======== INPUT DATA ========
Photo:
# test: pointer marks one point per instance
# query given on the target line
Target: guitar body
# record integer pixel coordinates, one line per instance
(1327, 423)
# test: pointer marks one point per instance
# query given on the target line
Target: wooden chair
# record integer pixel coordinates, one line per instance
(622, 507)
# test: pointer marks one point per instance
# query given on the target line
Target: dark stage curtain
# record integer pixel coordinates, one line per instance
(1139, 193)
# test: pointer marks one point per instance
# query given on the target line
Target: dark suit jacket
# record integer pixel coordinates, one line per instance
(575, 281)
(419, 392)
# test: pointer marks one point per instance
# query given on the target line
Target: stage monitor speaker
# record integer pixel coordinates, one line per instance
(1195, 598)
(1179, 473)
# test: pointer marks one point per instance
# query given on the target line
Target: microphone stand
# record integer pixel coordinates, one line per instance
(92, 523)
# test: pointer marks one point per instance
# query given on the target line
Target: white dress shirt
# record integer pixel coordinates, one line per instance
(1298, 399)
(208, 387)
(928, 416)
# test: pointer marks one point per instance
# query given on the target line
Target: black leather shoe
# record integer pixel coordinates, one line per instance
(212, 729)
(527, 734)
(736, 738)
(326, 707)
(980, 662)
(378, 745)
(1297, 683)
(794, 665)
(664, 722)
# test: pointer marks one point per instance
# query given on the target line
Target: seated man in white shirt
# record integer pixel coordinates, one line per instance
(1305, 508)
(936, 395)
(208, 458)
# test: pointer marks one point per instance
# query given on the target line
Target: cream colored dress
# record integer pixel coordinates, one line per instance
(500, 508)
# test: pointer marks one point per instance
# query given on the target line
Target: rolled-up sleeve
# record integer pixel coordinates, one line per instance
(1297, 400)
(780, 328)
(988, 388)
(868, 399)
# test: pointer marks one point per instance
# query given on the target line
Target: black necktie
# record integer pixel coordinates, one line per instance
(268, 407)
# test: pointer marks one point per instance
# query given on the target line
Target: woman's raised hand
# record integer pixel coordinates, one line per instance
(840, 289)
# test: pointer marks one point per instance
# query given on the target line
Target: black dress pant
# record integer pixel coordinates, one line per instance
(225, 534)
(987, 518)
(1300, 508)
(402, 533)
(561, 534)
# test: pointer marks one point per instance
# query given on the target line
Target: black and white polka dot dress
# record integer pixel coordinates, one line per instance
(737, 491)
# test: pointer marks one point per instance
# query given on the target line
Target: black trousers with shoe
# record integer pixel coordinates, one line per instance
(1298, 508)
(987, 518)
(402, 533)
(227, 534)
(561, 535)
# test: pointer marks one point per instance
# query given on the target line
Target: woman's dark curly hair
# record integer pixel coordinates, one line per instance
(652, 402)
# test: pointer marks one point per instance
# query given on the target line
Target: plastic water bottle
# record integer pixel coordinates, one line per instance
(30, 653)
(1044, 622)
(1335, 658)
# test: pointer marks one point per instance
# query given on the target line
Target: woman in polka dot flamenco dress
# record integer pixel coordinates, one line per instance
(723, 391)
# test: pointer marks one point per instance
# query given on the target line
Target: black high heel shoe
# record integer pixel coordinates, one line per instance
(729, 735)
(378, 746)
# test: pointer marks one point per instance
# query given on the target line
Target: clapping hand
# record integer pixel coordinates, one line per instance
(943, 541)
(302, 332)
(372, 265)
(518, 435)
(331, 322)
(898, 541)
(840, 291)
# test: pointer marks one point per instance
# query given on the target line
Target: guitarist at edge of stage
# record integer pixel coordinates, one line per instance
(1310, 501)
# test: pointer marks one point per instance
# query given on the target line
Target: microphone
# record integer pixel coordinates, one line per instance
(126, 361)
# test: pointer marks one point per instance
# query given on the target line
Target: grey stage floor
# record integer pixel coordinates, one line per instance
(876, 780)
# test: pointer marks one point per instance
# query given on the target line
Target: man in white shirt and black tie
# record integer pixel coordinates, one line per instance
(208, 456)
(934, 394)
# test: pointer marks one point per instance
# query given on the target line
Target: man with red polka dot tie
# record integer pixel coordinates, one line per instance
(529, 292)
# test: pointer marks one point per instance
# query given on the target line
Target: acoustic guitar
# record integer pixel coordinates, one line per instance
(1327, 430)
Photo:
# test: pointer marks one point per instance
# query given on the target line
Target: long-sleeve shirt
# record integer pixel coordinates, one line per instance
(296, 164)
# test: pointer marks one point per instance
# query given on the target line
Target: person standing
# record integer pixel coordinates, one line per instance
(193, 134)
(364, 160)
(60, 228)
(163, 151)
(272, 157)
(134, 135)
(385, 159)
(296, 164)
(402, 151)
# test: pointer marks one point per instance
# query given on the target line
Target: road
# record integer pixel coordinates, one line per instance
========
PROBLEM TO WORK ON: Pull out every line of the items above that contains the string "shirt". Case counts.

SOLVED EXERCISE:
Target: white dress shirt
Target: seated man in white shirt
Target: man in white shirt and black tie
Target: long-sleeve shirt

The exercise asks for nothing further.